- Passage shown
=== Section Start ===
Someone tell me if I’m remembering this right – Didn’t Texas already have a law against transporting people to the polls other than relatives? Was this law in place for the 2018 election, or the 2020 election? Whatever became of it?

I 100% back this line of thinking. Let’s ban everyone from voting who gets their “news” from QAnon, Infowars, OANN or Fox. They’re clearly low-information voters and don’t deserve to participate in public affairs.

That’s not what the GOP really mean, though; they mean that the ones with capital and “quality” debt are inherently wiser and more capable of governing than those who are brown and have student or loan shark debt.

There’s a certain sociopathy associated with the conservative white person’s view of capitalism. It’s this notion that life is, to some extent, a game of survival, and that those who can scam their way to the top are ‘smart’ and ‘fitter’ for survival, and that those who get scammed aren’t really victims of a bad system but are suckers and unfit for survival in their jungle.
=== Section End ===
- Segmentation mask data
=== Section Start ===
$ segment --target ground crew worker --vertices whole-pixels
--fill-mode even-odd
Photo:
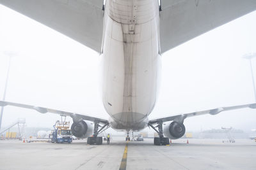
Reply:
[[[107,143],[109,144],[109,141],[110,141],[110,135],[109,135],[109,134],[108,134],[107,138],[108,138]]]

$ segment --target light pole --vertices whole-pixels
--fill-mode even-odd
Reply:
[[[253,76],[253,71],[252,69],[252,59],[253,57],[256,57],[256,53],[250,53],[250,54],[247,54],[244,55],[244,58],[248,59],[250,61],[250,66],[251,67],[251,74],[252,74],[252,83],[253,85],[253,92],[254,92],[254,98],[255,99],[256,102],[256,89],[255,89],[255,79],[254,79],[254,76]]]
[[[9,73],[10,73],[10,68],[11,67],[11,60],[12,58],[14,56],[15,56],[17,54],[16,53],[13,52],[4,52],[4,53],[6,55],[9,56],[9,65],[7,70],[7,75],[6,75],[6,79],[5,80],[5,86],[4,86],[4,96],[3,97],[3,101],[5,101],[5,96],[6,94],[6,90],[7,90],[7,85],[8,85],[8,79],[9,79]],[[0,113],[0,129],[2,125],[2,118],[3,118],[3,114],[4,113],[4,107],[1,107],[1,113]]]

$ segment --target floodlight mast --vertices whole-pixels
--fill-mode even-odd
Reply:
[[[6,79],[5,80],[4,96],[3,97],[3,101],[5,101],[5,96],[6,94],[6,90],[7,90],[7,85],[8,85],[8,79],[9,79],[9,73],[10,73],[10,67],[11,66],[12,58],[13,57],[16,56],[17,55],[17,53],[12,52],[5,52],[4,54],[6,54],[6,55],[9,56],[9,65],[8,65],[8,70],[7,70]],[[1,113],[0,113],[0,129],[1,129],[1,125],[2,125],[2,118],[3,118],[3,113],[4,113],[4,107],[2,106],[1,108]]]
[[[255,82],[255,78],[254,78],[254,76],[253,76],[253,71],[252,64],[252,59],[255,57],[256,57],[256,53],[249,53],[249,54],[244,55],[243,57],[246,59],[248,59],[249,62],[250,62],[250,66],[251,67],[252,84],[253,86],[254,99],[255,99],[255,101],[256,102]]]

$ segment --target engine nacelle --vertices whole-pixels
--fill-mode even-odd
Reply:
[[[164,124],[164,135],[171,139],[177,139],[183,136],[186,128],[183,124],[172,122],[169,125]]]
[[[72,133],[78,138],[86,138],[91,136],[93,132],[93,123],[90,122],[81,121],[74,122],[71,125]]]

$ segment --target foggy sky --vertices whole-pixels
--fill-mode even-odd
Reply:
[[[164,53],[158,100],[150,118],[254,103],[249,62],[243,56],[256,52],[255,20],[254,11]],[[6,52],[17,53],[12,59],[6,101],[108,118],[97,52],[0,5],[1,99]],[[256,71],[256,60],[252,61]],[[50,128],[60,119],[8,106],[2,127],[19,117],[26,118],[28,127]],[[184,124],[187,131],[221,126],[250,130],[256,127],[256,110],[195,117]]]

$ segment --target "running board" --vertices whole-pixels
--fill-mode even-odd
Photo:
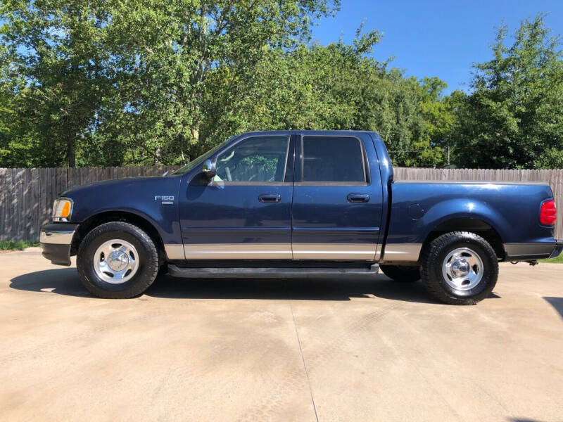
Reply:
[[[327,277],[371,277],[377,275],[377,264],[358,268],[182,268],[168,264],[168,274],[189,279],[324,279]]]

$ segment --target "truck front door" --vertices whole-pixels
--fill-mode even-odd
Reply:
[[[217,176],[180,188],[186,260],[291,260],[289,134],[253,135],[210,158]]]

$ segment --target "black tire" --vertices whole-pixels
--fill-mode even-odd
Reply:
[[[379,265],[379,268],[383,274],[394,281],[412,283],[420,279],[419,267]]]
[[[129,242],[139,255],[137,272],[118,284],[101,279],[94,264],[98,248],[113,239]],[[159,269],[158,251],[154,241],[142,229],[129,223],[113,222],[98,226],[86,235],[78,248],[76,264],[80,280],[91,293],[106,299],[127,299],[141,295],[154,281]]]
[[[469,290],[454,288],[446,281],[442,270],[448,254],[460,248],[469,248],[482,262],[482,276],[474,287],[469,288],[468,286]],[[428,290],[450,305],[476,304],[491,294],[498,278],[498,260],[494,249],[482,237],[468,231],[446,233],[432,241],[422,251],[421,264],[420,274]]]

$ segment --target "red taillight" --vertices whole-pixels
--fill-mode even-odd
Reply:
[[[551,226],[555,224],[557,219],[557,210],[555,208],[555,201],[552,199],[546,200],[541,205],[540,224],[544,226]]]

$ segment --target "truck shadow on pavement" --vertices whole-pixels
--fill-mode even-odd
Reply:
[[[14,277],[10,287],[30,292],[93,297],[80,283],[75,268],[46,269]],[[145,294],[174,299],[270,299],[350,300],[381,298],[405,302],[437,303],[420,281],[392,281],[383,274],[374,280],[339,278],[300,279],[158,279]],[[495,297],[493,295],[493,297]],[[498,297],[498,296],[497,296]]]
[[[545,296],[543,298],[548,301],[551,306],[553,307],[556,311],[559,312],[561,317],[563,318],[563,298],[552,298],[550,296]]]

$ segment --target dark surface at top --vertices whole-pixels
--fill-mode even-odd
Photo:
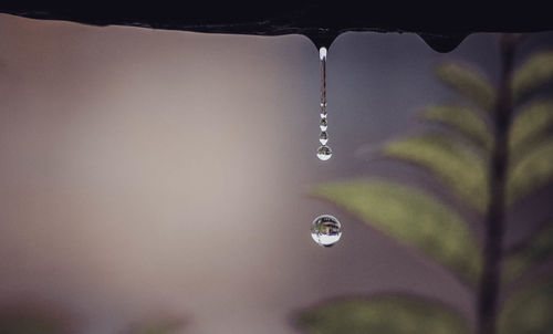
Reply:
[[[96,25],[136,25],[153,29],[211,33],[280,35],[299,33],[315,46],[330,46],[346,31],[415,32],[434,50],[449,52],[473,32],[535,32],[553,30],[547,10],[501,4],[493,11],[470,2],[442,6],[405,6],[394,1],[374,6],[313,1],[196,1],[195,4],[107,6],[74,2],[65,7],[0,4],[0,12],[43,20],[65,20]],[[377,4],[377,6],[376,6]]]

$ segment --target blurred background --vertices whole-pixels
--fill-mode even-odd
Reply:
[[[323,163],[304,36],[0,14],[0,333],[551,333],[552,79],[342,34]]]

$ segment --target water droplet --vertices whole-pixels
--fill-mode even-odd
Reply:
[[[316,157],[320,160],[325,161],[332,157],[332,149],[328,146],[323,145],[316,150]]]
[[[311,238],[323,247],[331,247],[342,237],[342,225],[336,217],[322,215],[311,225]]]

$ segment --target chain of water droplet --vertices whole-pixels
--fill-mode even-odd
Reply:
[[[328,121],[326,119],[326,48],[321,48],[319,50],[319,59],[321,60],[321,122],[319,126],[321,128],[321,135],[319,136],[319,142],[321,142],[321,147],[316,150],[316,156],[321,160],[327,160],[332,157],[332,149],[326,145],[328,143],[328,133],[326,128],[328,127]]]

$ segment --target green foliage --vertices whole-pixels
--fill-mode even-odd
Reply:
=== Section End ===
- List of tasks
(1) Answer these questions about the passage shown, giving each answer on its own line with the same letter:
(a) Which state does the first comment ask about regarding a law on transporting people to the polls?
(b) Which sources does the second comment name as places people get their "news"?
(c) In the last comment, which two words are set in single quotation marks to describe those who scam their way to the top?
(2) Copy the passage shown word for word, starting at "I 100% back" and ending at "loan shark debt.".
The records have no connection to the passage shown.

- Exercise responses
(1)
(a) Texas
(b) QAnon, Infowars, OANN and Fox
(c) 'smart' and 'fitter'

(2)
I 100% back this line of thinking. Let’s ban everyone from voting who gets their “news” from QAnon, Infowars, OANN or Fox. They’re clearly low-information voters and don’t deserve to participate in public affairs.

That’s not what the GOP really mean, though; they mean that the ones with capital and “quality” debt are inherently wiser and more capable of governing than those who are brown and have student or loan shark debt.